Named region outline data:
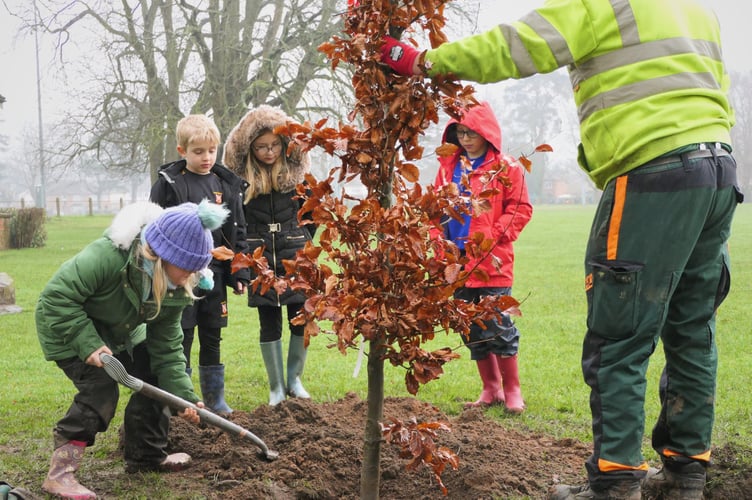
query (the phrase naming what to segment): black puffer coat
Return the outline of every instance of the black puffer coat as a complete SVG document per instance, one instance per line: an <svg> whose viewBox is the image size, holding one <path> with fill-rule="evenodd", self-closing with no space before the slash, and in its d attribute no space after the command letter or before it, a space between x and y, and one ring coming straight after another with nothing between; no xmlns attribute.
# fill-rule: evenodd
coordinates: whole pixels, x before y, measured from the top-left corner
<svg viewBox="0 0 752 500"><path fill-rule="evenodd" d="M245 179L246 162L253 141L263 132L274 130L287 121L287 115L271 106L259 106L249 111L228 134L223 163ZM278 191L261 194L244 205L248 251L253 253L263 246L269 267L274 269L277 276L286 274L282 261L294 259L297 251L313 238L316 231L314 225L300 225L298 220L303 200L297 199L296 187L304 183L305 174L310 169L310 159L307 154L296 151L288 156L287 163L292 175L280 185ZM299 304L304 301L302 293L289 289L282 295L278 295L274 289L265 295L254 294L250 290L248 293L248 305L251 307Z"/></svg>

__WHAT YOU SHOULD DO__
Express every line of the data above as a JSON array of strings, one string per line. Skip blank lines and leave out the pictures.

__EXERCISE OUTPUT__
[
  "query (the phrase naming what to segment): black puffer coat",
  "Return the outline of every instance of the black puffer coat as a complete SVG document per instance, one instance per line: an <svg> whose viewBox is the image size, holding one <path> with fill-rule=\"evenodd\", self-closing with no space before the slash, and in its d attribute no space after the command letter or before it, a space between x and y, and one ring coming straight after another with nothing between; no xmlns attribute.",
  "# fill-rule: evenodd",
  "coordinates: whole pixels, x before y, measured from the top-left corner",
  "<svg viewBox=\"0 0 752 500\"><path fill-rule=\"evenodd\" d=\"M245 179L246 162L253 141L263 132L274 130L287 121L287 115L271 106L259 106L249 111L228 134L223 163ZM278 191L261 194L244 205L248 251L253 253L263 246L269 267L274 269L277 276L286 274L282 261L294 259L297 251L313 238L316 231L314 225L300 225L298 220L303 200L297 199L296 187L304 183L305 174L310 169L310 159L307 154L296 151L288 156L287 163L292 175L280 185ZM299 304L304 301L302 293L289 289L282 295L278 295L274 289L265 295L254 294L250 290L248 293L248 305L251 307Z\"/></svg>"
]